● PROVIDED ENTRIES:
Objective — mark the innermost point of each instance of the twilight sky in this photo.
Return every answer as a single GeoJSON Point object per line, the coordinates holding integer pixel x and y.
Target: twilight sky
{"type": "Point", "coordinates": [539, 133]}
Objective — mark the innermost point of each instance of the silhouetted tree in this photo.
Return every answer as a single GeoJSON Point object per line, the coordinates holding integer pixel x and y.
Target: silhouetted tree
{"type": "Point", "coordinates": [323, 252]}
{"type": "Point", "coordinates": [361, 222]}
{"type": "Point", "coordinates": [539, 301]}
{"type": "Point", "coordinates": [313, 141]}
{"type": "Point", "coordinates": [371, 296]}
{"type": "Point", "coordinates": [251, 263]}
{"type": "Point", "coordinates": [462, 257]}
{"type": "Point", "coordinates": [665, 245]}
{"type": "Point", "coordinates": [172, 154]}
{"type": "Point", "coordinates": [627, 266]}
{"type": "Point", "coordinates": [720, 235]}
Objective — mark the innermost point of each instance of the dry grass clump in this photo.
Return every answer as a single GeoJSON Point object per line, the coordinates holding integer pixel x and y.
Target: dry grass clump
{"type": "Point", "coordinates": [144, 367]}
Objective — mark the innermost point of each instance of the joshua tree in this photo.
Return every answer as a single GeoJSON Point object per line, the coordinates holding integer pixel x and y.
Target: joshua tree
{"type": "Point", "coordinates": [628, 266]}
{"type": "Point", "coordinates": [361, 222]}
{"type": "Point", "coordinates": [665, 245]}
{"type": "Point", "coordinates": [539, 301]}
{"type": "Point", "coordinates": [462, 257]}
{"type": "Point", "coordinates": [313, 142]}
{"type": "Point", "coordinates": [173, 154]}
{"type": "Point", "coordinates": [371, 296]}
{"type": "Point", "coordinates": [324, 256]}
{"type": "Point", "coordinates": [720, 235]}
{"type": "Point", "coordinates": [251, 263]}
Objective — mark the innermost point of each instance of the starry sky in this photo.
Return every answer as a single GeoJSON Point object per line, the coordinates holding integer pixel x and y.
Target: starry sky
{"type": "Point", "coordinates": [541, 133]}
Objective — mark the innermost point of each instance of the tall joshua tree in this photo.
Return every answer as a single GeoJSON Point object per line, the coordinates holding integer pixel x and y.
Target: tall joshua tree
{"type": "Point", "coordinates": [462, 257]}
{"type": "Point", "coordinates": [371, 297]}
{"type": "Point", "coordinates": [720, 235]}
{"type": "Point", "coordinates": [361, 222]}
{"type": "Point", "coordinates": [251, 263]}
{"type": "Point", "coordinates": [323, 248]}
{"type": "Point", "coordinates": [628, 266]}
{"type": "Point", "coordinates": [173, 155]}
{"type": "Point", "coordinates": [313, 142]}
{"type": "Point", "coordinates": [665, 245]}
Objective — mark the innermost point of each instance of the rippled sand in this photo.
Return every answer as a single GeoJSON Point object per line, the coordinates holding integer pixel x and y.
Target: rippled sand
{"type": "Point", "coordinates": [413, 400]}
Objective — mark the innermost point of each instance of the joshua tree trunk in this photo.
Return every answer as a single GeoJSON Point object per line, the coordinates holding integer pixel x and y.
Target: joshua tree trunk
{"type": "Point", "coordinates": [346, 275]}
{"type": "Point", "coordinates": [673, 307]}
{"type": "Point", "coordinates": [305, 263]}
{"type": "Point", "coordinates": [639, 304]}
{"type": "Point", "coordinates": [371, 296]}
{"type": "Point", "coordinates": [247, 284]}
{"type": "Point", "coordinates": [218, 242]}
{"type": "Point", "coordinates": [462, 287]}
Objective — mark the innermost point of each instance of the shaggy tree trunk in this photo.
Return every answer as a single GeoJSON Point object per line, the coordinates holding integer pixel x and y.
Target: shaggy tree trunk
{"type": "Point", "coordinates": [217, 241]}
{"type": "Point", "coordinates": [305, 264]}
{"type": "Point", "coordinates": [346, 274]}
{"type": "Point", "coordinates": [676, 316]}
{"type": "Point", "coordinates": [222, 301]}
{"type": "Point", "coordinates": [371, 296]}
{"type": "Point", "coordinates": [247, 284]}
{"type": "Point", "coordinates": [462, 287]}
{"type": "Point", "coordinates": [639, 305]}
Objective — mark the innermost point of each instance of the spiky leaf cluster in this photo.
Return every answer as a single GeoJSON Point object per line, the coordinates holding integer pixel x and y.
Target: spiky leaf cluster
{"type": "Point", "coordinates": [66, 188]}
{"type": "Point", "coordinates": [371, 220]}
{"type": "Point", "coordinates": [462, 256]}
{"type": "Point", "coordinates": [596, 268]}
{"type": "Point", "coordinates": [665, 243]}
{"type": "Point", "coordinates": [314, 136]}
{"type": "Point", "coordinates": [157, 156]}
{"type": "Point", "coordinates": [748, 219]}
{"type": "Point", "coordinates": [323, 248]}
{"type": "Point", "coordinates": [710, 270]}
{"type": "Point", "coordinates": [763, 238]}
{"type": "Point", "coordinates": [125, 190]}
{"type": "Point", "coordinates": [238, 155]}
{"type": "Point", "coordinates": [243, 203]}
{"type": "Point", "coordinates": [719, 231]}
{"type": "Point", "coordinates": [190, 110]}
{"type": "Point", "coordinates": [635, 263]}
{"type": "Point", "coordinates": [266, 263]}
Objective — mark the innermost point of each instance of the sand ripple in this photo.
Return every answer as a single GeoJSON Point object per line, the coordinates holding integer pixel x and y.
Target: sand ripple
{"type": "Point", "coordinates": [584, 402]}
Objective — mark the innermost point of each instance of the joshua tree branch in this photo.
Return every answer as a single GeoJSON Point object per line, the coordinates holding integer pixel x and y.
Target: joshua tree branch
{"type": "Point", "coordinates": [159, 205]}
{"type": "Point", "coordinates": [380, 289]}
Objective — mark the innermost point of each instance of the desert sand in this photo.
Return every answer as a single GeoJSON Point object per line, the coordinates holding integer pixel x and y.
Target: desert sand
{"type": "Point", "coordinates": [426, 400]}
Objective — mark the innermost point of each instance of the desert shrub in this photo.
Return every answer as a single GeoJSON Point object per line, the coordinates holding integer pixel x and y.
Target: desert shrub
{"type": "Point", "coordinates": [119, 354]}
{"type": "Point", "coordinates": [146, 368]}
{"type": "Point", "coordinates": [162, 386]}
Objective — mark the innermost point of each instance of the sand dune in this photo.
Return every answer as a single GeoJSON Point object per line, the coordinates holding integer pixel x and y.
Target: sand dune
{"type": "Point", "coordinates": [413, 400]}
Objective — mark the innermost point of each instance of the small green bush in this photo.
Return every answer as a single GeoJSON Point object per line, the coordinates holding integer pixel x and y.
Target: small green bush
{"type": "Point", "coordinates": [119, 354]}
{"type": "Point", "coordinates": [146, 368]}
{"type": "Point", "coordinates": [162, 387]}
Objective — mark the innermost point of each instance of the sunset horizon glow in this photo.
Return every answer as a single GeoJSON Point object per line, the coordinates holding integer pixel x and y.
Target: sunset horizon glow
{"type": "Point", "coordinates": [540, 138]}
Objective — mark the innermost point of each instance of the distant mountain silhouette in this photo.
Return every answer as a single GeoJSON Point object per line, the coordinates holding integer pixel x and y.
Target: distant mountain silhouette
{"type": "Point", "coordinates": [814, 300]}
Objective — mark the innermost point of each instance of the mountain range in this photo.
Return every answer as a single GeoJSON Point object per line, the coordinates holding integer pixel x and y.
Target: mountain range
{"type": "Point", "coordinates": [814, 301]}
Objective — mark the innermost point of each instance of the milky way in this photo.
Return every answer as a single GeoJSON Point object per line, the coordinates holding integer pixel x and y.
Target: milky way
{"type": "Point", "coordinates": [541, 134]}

● WORK INSTRUCTION:
Every record above is to be restated exactly as it reads.

● EXERCISE ANSWER:
Objective — mark the innermost point of each instance of the twilight sky in this photo.
Return every answer as a single GeoJSON Point object per line, the coordinates holding integer pixel x and y.
Target: twilight sky
{"type": "Point", "coordinates": [539, 133]}
Objective — mark the innermost point of each instance of the silhouetted tree in this photo.
Return every answer as a single GeoJSON Point object per line, the coordinates holding integer pixel x and y.
Target: silhouetted tree
{"type": "Point", "coordinates": [323, 252]}
{"type": "Point", "coordinates": [361, 222]}
{"type": "Point", "coordinates": [539, 301]}
{"type": "Point", "coordinates": [313, 141]}
{"type": "Point", "coordinates": [371, 296]}
{"type": "Point", "coordinates": [251, 263]}
{"type": "Point", "coordinates": [462, 257]}
{"type": "Point", "coordinates": [665, 245]}
{"type": "Point", "coordinates": [172, 154]}
{"type": "Point", "coordinates": [627, 266]}
{"type": "Point", "coordinates": [720, 235]}
Objective — mark the innermost point of each instance of the dry grass clump in this photo.
Return every answer as a single GeoJSON Point object per line, the coordinates holding integer pixel x and y.
Target: dry grass clump
{"type": "Point", "coordinates": [144, 367]}
Objective — mark the innermost point of each instance of the joshua tree in this photo.
Return every answer as a single GeoJSON Point object per line, the coordinates holding integer pixel x and y.
Target: joshua tree
{"type": "Point", "coordinates": [628, 266]}
{"type": "Point", "coordinates": [361, 222]}
{"type": "Point", "coordinates": [665, 245]}
{"type": "Point", "coordinates": [539, 301]}
{"type": "Point", "coordinates": [462, 257]}
{"type": "Point", "coordinates": [313, 142]}
{"type": "Point", "coordinates": [173, 154]}
{"type": "Point", "coordinates": [371, 296]}
{"type": "Point", "coordinates": [324, 256]}
{"type": "Point", "coordinates": [720, 235]}
{"type": "Point", "coordinates": [251, 263]}
Objective — mark the innermost point of each instance of the starry sky in this photo.
Return every answer as a single GeoJSON Point object per line, the coordinates holding integer pixel x and y.
Target: starry sky
{"type": "Point", "coordinates": [541, 133]}
Objective — mark the innermost point of each instance of the tall joshua tree in this photo.
Return every answer as a single GeoJSON Point object per line, the coordinates holding integer pixel x and y.
Target: tall joshua tree
{"type": "Point", "coordinates": [462, 257]}
{"type": "Point", "coordinates": [371, 297]}
{"type": "Point", "coordinates": [720, 235]}
{"type": "Point", "coordinates": [361, 222]}
{"type": "Point", "coordinates": [251, 263]}
{"type": "Point", "coordinates": [323, 248]}
{"type": "Point", "coordinates": [628, 266]}
{"type": "Point", "coordinates": [173, 155]}
{"type": "Point", "coordinates": [313, 142]}
{"type": "Point", "coordinates": [665, 245]}
Objective — mark the innermost point of each instance of the rippled sand in this photo.
Return every answer as a single GeoJSON Point object per line, the coordinates holding integer pixel x and y.
Target: rippled sand
{"type": "Point", "coordinates": [413, 400]}
Objective — mark the innermost point of each instance of the joshua tree trunk in this photo.
Return every answer as a single GeoJSON Point object per line, the coordinates holding integer pixel x and y.
Target: joshua tree trunk
{"type": "Point", "coordinates": [346, 275]}
{"type": "Point", "coordinates": [673, 307]}
{"type": "Point", "coordinates": [305, 263]}
{"type": "Point", "coordinates": [639, 304]}
{"type": "Point", "coordinates": [371, 296]}
{"type": "Point", "coordinates": [247, 284]}
{"type": "Point", "coordinates": [218, 242]}
{"type": "Point", "coordinates": [462, 287]}
Objective — mark the innermost point of each instance of the shaggy tree trunk in this photo.
Return every answer as a single GeoJSON Point object per line, the coordinates holding integer pixel x and y.
Target: shaggy tree trunk
{"type": "Point", "coordinates": [217, 241]}
{"type": "Point", "coordinates": [305, 264]}
{"type": "Point", "coordinates": [346, 274]}
{"type": "Point", "coordinates": [676, 316]}
{"type": "Point", "coordinates": [222, 301]}
{"type": "Point", "coordinates": [371, 296]}
{"type": "Point", "coordinates": [247, 284]}
{"type": "Point", "coordinates": [462, 287]}
{"type": "Point", "coordinates": [639, 305]}
Objective — mark the innermost point of each instance of the spiky leaf cluster in this photo.
Return every answer as a single GeoJSON Point object per line, the coordinates holding integer pixel x and y.
Target: spiky leaf cluster
{"type": "Point", "coordinates": [66, 188]}
{"type": "Point", "coordinates": [371, 220]}
{"type": "Point", "coordinates": [462, 256]}
{"type": "Point", "coordinates": [596, 268]}
{"type": "Point", "coordinates": [665, 243]}
{"type": "Point", "coordinates": [314, 136]}
{"type": "Point", "coordinates": [157, 156]}
{"type": "Point", "coordinates": [748, 219]}
{"type": "Point", "coordinates": [323, 248]}
{"type": "Point", "coordinates": [710, 270]}
{"type": "Point", "coordinates": [763, 238]}
{"type": "Point", "coordinates": [125, 190]}
{"type": "Point", "coordinates": [238, 155]}
{"type": "Point", "coordinates": [243, 203]}
{"type": "Point", "coordinates": [719, 231]}
{"type": "Point", "coordinates": [190, 110]}
{"type": "Point", "coordinates": [635, 263]}
{"type": "Point", "coordinates": [266, 263]}
Objective — mark the innermost point of each instance of the sand ripple in this photo.
Return every answer as a single GeoJSON Point object per line, the coordinates holding integer pixel x and y.
Target: sand ripple
{"type": "Point", "coordinates": [584, 402]}
Objective — mark the innermost point of each instance of the joshua tree branch in this photo.
Return every answer as a single GeoJSON Point object per line, the coordinates holding integer pixel x and y.
Target: joshua tree branch
{"type": "Point", "coordinates": [159, 205]}
{"type": "Point", "coordinates": [380, 289]}
Objective — mark the innermost point of each instance of the desert sand in this photo.
Return every answer as a single GeoJSON Point object per line, the coordinates holding integer pixel x and y.
Target: desert sand
{"type": "Point", "coordinates": [426, 400]}
Objective — mark the innermost point of each instance of the desert shrub in this photo.
Return every answer as a single GeoJSON Point object per line, the coordinates holding integer pixel x and y.
Target: desert shrub
{"type": "Point", "coordinates": [119, 354]}
{"type": "Point", "coordinates": [146, 368]}
{"type": "Point", "coordinates": [162, 386]}
Objective — mark the innermost point of each instance of the sand dune in this photo.
Return every answer as a single GeoJSON Point object per line, the coordinates holding integer pixel x and y.
Target: sand dune
{"type": "Point", "coordinates": [413, 400]}
Objective — mark the innermost point of each instance of the small green bush in this photo.
Return every answer as a single GeoJSON Point object per line, the coordinates holding integer pixel x and y.
Target: small green bush
{"type": "Point", "coordinates": [119, 354]}
{"type": "Point", "coordinates": [146, 368]}
{"type": "Point", "coordinates": [162, 387]}
Objective — mark the innermost point of each instance of the sunset horizon glow in this photo.
Return every answer as a single GeoJSON Point object per line, the coordinates holding integer pixel x and y.
Target: sunset horizon glow
{"type": "Point", "coordinates": [540, 138]}
Objective — mark the innermost point of each instance of the distant mountain silhouette in this photo.
Return every answer as a single GeoJSON Point object per line, the coordinates holding integer pixel x and y.
Target: distant mountain silhouette
{"type": "Point", "coordinates": [814, 300]}
Objective — mark the innermost point of each instance of the mountain range in this photo.
Return every answer as a single GeoJSON Point object per line, the coordinates holding integer pixel x and y.
Target: mountain range
{"type": "Point", "coordinates": [814, 301]}
Objective — mark the innermost point of each instance of the milky way in this photo.
Return every answer as a single GeoJSON Point object per line, the coordinates holding integer pixel x and y.
Target: milky way
{"type": "Point", "coordinates": [541, 134]}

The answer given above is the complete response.